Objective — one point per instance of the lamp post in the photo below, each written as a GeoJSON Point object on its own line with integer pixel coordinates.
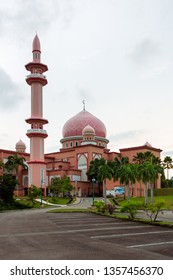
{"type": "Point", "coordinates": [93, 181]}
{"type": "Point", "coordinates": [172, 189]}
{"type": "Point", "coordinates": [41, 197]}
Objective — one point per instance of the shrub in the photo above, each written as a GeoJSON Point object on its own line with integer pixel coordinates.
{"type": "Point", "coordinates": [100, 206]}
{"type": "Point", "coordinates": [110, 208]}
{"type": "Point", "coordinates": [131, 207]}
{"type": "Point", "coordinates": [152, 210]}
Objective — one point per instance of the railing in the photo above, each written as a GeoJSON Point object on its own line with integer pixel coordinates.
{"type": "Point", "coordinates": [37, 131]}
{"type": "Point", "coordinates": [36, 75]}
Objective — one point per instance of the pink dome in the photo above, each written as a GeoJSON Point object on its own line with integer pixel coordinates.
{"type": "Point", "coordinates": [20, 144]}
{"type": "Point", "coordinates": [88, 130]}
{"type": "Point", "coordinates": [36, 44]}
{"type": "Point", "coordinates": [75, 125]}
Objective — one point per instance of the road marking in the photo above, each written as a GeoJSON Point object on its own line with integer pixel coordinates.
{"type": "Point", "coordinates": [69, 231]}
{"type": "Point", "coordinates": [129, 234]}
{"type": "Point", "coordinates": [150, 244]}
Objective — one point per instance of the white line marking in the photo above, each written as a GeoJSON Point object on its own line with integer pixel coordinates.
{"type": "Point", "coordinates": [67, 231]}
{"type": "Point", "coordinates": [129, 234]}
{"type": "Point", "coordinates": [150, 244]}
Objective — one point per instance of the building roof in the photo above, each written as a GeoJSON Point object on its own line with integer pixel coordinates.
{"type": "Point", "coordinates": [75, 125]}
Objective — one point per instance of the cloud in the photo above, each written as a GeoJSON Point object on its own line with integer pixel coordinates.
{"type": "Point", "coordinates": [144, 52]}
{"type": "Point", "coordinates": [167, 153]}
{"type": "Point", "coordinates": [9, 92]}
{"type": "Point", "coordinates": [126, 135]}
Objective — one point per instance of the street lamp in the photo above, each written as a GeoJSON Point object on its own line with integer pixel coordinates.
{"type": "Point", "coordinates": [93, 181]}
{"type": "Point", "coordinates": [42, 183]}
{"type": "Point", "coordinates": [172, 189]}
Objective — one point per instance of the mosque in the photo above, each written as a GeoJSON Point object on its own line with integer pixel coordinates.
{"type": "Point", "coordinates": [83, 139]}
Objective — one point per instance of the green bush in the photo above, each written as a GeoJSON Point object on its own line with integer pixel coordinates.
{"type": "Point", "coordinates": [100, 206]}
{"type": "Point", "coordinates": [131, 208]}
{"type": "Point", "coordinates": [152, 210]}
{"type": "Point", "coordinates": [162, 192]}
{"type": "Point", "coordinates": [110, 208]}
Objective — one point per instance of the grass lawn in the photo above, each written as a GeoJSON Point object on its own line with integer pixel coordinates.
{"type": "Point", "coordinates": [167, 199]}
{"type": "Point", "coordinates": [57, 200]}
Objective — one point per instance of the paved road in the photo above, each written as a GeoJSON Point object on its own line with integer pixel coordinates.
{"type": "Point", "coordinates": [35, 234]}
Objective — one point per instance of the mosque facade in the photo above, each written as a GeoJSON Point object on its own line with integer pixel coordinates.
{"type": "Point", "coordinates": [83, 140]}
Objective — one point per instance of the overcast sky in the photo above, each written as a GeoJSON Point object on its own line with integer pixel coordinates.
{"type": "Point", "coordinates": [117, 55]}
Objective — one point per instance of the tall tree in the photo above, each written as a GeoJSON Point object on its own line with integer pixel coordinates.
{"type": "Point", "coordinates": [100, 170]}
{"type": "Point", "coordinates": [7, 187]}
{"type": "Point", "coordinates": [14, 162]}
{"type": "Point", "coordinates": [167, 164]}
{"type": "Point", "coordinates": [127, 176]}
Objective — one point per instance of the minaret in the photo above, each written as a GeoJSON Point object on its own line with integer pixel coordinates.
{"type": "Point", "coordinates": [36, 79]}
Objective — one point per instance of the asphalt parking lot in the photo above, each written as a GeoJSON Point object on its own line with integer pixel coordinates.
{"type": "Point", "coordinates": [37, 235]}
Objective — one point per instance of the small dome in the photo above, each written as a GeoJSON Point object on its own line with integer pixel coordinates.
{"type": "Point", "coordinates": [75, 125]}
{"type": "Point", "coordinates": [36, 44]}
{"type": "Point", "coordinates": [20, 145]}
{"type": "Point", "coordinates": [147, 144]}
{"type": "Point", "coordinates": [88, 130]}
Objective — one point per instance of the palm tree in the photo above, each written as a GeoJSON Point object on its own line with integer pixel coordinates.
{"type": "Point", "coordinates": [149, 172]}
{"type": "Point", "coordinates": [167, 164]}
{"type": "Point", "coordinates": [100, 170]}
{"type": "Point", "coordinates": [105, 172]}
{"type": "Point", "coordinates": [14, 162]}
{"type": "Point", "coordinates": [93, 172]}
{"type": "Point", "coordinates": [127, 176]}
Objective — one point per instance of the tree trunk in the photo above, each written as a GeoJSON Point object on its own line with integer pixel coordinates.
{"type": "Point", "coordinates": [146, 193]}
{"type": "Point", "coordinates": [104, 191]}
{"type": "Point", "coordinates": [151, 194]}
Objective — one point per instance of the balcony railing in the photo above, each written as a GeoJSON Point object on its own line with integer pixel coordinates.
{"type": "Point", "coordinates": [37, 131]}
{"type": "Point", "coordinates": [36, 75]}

^^^^^^^^

● What the exercise asks
Write out the listing word for word, omitting the pictures it holds.

● Final result
Objective — one point per instance of the lamp post in the photo below, each written as a GeoJSON Point object on its own line with integer pixel coordinates.
{"type": "Point", "coordinates": [93, 181]}
{"type": "Point", "coordinates": [172, 189]}
{"type": "Point", "coordinates": [41, 197]}
Objective — one point per instance of the shrub in the photo above, each written as a GeoJSON Point object on its own line with integer pixel coordinates.
{"type": "Point", "coordinates": [100, 206]}
{"type": "Point", "coordinates": [110, 208]}
{"type": "Point", "coordinates": [131, 207]}
{"type": "Point", "coordinates": [152, 210]}
Objective — one point per instance of the railing in the photo above, each written as a GeoJSON Point object on its own line with integer pixel coordinates.
{"type": "Point", "coordinates": [37, 131]}
{"type": "Point", "coordinates": [36, 75]}
Objective — one point per instance of the pink dome in the photo above, each written as a GeoJSON Point object on its own line with integer pixel coordinates.
{"type": "Point", "coordinates": [20, 144]}
{"type": "Point", "coordinates": [88, 130]}
{"type": "Point", "coordinates": [36, 44]}
{"type": "Point", "coordinates": [75, 125]}
Objective — one point per instance of the road marking in the photo above, each written as a GeoJSON Point object on its own line with integer pixel coordinates.
{"type": "Point", "coordinates": [69, 231]}
{"type": "Point", "coordinates": [129, 234]}
{"type": "Point", "coordinates": [150, 244]}
Objective — one point per instance of the white line marking in the photo above, each written as a GeoJSON Point object on its own line with integer pixel coordinates.
{"type": "Point", "coordinates": [67, 231]}
{"type": "Point", "coordinates": [129, 234]}
{"type": "Point", "coordinates": [150, 244]}
Objective — one point per instance of the building roof in the photo above, each written as a GeoJSON Point object on its own line with integer pixel coordinates.
{"type": "Point", "coordinates": [75, 125]}
Objective — one point per instance of the cloud in the photo above, each written as a GeoJSON Point object on its own line with integer pixel coordinates.
{"type": "Point", "coordinates": [144, 52]}
{"type": "Point", "coordinates": [167, 153]}
{"type": "Point", "coordinates": [9, 92]}
{"type": "Point", "coordinates": [126, 135]}
Objective — one point per instance of the street lamp in the photo above, each written as a GeoJSON Point object on its own line with integer pixel coordinates.
{"type": "Point", "coordinates": [93, 181]}
{"type": "Point", "coordinates": [42, 183]}
{"type": "Point", "coordinates": [172, 189]}
Objective — one point per instance of the mosque in the photo above, each written as a GeoJSON Point object on its own line with integer pixel coordinates.
{"type": "Point", "coordinates": [83, 139]}
Objective — one point per instance of the green bush in the photo above, each written as a GeoJSON Point object on its own line with integer pixel coordinates.
{"type": "Point", "coordinates": [100, 206]}
{"type": "Point", "coordinates": [131, 208]}
{"type": "Point", "coordinates": [152, 210]}
{"type": "Point", "coordinates": [162, 192]}
{"type": "Point", "coordinates": [110, 208]}
Objective — one point per instance of the grass lawn in the photo above, each written as a GeoJSON Point object on its own line with integer pixel coordinates.
{"type": "Point", "coordinates": [167, 199]}
{"type": "Point", "coordinates": [57, 200]}
Objective — one point per instance of the paved road in the photo above, each written as a GeoJSON Point object on its own line with integer pixel coordinates.
{"type": "Point", "coordinates": [35, 234]}
Objective — one point per instance of the mosque facade in the photo above, each written as a GeoJSON Point object on its own line with integer pixel coordinates.
{"type": "Point", "coordinates": [83, 140]}
Objective — one point per instance of the overcast sky in the photo above, each written as a GeoJSON Point object on its own line with integer pixel coordinates.
{"type": "Point", "coordinates": [117, 55]}
Objective — one point per instance of the tall tree in the photo above, each written as a GeoJSON Point object on its own line with integer pixel coordinates.
{"type": "Point", "coordinates": [100, 170]}
{"type": "Point", "coordinates": [7, 187]}
{"type": "Point", "coordinates": [14, 162]}
{"type": "Point", "coordinates": [167, 164]}
{"type": "Point", "coordinates": [127, 176]}
Objective — one point per instance of the minaret in the photo above, each written as a GeoJSON Point object on its own line with integer pixel coordinates.
{"type": "Point", "coordinates": [36, 79]}
Objective — one point per instance of the asphalt parking lot in the photo above, each written as a GeoJSON Point object on its own line with integer pixel coordinates.
{"type": "Point", "coordinates": [37, 235]}
Objective — one point per instance of the small dome in the photo above, each written as a GeoJSON Point object on its own line with integer pixel coordinates.
{"type": "Point", "coordinates": [75, 125]}
{"type": "Point", "coordinates": [36, 44]}
{"type": "Point", "coordinates": [20, 145]}
{"type": "Point", "coordinates": [147, 144]}
{"type": "Point", "coordinates": [88, 130]}
Objective — one point per instance of the palm tree in the photo above, each written as a GeoJSON Point object on its own line with integer pixel coordinates.
{"type": "Point", "coordinates": [149, 172]}
{"type": "Point", "coordinates": [167, 164]}
{"type": "Point", "coordinates": [100, 170]}
{"type": "Point", "coordinates": [105, 172]}
{"type": "Point", "coordinates": [14, 162]}
{"type": "Point", "coordinates": [93, 172]}
{"type": "Point", "coordinates": [127, 176]}
Objective — one point per instance of the tree trunk in the photo above, each written as a GeoJSON Point object on its own line with integer pixel coordinates.
{"type": "Point", "coordinates": [146, 193]}
{"type": "Point", "coordinates": [104, 191]}
{"type": "Point", "coordinates": [151, 194]}
Objective — one point per instance of the balcony railing in the photo above, each written as a GeoJSON Point object on its own line with integer pixel coordinates.
{"type": "Point", "coordinates": [37, 131]}
{"type": "Point", "coordinates": [36, 75]}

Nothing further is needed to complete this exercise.